[Stored entries]
▼

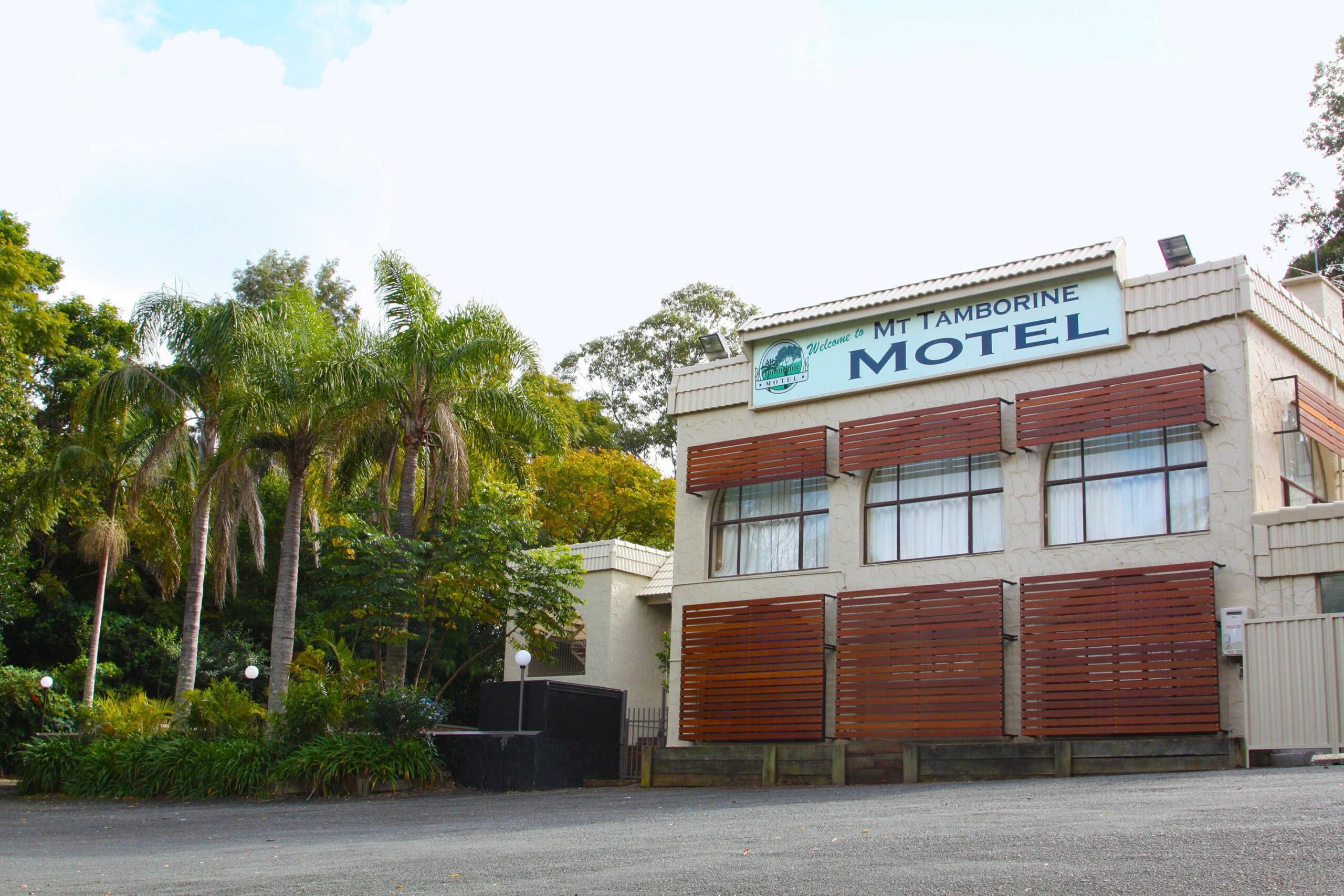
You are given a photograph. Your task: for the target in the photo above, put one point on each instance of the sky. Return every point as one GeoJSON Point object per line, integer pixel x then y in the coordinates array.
{"type": "Point", "coordinates": [575, 162]}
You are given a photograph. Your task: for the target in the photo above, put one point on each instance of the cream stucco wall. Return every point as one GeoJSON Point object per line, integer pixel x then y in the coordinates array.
{"type": "Point", "coordinates": [624, 636]}
{"type": "Point", "coordinates": [1182, 318]}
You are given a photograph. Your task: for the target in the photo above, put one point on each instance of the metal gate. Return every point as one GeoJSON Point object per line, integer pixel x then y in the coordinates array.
{"type": "Point", "coordinates": [1295, 683]}
{"type": "Point", "coordinates": [644, 727]}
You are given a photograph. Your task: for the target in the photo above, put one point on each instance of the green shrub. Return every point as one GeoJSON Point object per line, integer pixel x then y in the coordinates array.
{"type": "Point", "coordinates": [20, 712]}
{"type": "Point", "coordinates": [334, 760]}
{"type": "Point", "coordinates": [45, 763]}
{"type": "Point", "coordinates": [312, 710]}
{"type": "Point", "coordinates": [398, 712]}
{"type": "Point", "coordinates": [222, 710]}
{"type": "Point", "coordinates": [131, 716]}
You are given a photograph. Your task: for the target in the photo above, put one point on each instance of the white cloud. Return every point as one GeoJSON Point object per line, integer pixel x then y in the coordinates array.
{"type": "Point", "coordinates": [574, 163]}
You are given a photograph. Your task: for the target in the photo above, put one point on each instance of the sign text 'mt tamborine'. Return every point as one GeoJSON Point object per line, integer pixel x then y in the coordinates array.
{"type": "Point", "coordinates": [940, 340]}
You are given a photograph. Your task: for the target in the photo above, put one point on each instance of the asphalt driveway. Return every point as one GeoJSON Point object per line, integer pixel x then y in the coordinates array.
{"type": "Point", "coordinates": [1245, 832]}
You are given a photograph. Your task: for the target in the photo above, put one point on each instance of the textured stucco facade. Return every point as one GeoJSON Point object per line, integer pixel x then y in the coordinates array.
{"type": "Point", "coordinates": [1222, 315]}
{"type": "Point", "coordinates": [623, 621]}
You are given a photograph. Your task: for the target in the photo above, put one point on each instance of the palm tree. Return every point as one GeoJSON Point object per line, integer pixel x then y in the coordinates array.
{"type": "Point", "coordinates": [205, 339]}
{"type": "Point", "coordinates": [456, 386]}
{"type": "Point", "coordinates": [288, 410]}
{"type": "Point", "coordinates": [114, 458]}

▲

● GOAL:
Put the part of the entries that opens with the line containing "of the white" and runs through the last line of the entries into a Markdown table with the columns No. and Line. Number each row, and leave out any blank lines.

● COMPLETED TASK:
| No. | Line |
|---|---|
| 1 | You are given a photograph. Your task: for the target in the photo above, put one point on each instance of the white cloud. Return every point as one GeoJSON Point object per line, integer pixel x then y in the coordinates array. |
| 2 | {"type": "Point", "coordinates": [574, 163]} |
| 3 | You are given a photograph. Your task: for the target in the photo above, put one point on each instance of the sign text 'mt tamborine'. Return every point as one GeoJSON Point object per line, integer pixel x then y in the coordinates array. |
| 4 | {"type": "Point", "coordinates": [940, 340]} |
| 5 | You are given a photograph. Your task: for the target in the photo above, put one point on each instance of the asphalt driveway. Return every point as one GeoJSON Point object per line, integer pixel x then y in the coordinates array. |
| 6 | {"type": "Point", "coordinates": [1245, 832]} |
| 7 | You are given a photograph. Your task: for the target in the photo above, put one point on each instance of the textured stucco facade. Return every point as one GeoJSON Point object per line, integer pixel x then y in the coordinates array. |
| 8 | {"type": "Point", "coordinates": [1222, 315]} |
| 9 | {"type": "Point", "coordinates": [623, 621]} |
| 10 | You are given a photograph. Your task: for the target in the photo above, put one point on each instance of the palm tree. Return every point as one GeoJSON Point object per line, integer pixel x then y in the coordinates array. |
| 11 | {"type": "Point", "coordinates": [205, 339]} |
| 12 | {"type": "Point", "coordinates": [456, 386]} |
| 13 | {"type": "Point", "coordinates": [288, 410]} |
| 14 | {"type": "Point", "coordinates": [114, 458]} |